Directive A —
Translate the following sentence from the forum thread into French: "They won't let you use cut-outs and stencils."
Directive B —
In the forum thread, restate the part that opens with the words containing "## BellGreen (Aug" and closes with "as it looks.", swapping "YouTubers" for "streamers".

Text block —
————————
I mean, naturally, you shouldn't just throw your money at anything. To think of a more _immediate_, I suppose, goal, won't you be in the market for a car soon? I've been saving for my own car for four years now, and I'm nearly... able to pay a down payment. *creis* You might think of cutting down your purchases in the interest of that. :Y
Unless your parents are crazy rich and will buy you one themselves.


----------



## Mega_Cabbage (Aug 30, 2014)

You really don't need all of this stuff... If you are going to be an art student, then you need to learn to work with the bare minimum (aka your hands). They won't let you use cut-outs and stencils. You can make most of them by sculpting some rice and using scissors to cut shapes out.  Why do you need your lunch to look cute? It's not like it tastes any different than regular looking food.


----------



## BellGreen (Aug 30, 2014)

Luckypinch said:


> I really want the candy kits and bento stuff I want the Konapun the most though and in second place the bento stuff and the re-ment is tied with that.



It may not look like it but if you've noticed how much YouTubers do that kind of stuff, you'd see how much of them are able to get legal jobs just so they can make their videos better. It's not as easy as it looks.


----------



## unravel (Aug 30, 2014)

Luckypinch said:


> It's their choice what they buy me! They so tell me no. Rarely tho.



That is why you learned *nothing* you don't even feel sorry for your parents all you care is ask and your parents spending without realizing that they worked hard for it in order to feed you and to educate you. I don't like spending money tbh and my parents money _I asked them what I need and not what I want._


----------



## Mercedes (Aug 30, 2014)
————————
Source data —
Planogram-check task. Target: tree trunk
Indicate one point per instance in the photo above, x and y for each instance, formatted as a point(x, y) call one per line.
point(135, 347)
————————
Full output A —
Ils ne te laisseront pas utiliser de découpes ni de pochoirs.

Full output B —
## BellGreen (Aug 30, 2014)

Luckypinch said:


> I really want the candy kits and bento stuff I want the Konapun the most though and in second place the bento stuff and the re-ment is tied with that.



It may not look like it but if you've noticed how much streamers do that kind of stuff, you'd see how much of them are able to get legal jobs just so they can make their videos better. It's not as easy as it looks.